◆ **Document segment**
▬▬▬
Sunday, July 19, 2009
Tilapia and Green Beans, with Home-Dried Powders - the July Daring Cooks Challenge
This month’s Daring Cooks recipe was pretty unusual – at least, compared to what I usually cook for my family. The July challenge recipe was hosted by Sketchy, of Sketchy’s Kitchen. He chose a skate recipe from the Alinea Cookbook, which is to be served with “powdered traditional flavors” – more on exactly what that means in a minute.
First, the original recipe called for skate, a creature similar in appearance to a stingray. Many Daring Cooks chose to substitute other types of seafood because skate is on the “avoid” list. (According to the Monterey Bay Aquarium and other similar websites, skates have been overfished, and most are caught by a method that results in high levels of accidental catch of other fish. The fishing method also results in substantial damage to the seafloor.)
So, I substituted US farmed Tilapia for the skate, and thought the results were delicious. I suggest you do the same! (Please check out the rest of the list and try to make good seafood choices when you prepare seafood in the future!)
Besides the controversial main ingredient, the recipe brings up another interesting topic. For one, it touches on molecular gastronomy, a modern method of cooking that I have not, until now, had a chance to experience. This version of MG involves home-drying an assortment of foods to be pulverized into flavorful powders. Thus, the flavors of the dish are intense and very concentrated. The powders are served alongside the main course – seafood poached in a velvety butter sauce – and the fish is dipped into the assortment of powders as it is eaten. The result is really a taste explosion in your mouth – it’s delicious. Definitely something I’m not used to eating, though!
▬▬▬
◆ **Problem details**
Continue the blog post about the July Daring Cooks tilapia challenge from the end of its last paragraph.

◆ **Information shown**
▬▬▬
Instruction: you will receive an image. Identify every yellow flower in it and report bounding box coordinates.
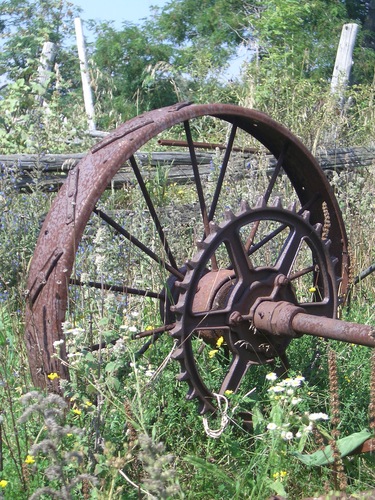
▬▬▬
◆ **The result**
The recipe does require some special equipment. Best results will be achieved if you own a dehydrator. Some Daring Cooks were able to duplicate the results in a microwave. It’s also possible to use an oven set on a very low temperature – but it takes a very long time. You’ll also need some way to grind the dehydrated foods. Many people used coffee grinders or a mortar and pestle. I used a food processor and sifted the powders through a fine mesh strainer.
I wasn’t certain if I was going to be able to complete this month’s challenge. For one, I don’t own a dehydrator or a microwave. Nor do I have a coffee grinder or a mortar and pestle. And, it’s been 90+ degrees nearly every day lately, so I wasn’t too excited about running my oven all day to complete the challenge. To top it all off, I have had a problem with my back lately, so I have been moving around more slowly than usual.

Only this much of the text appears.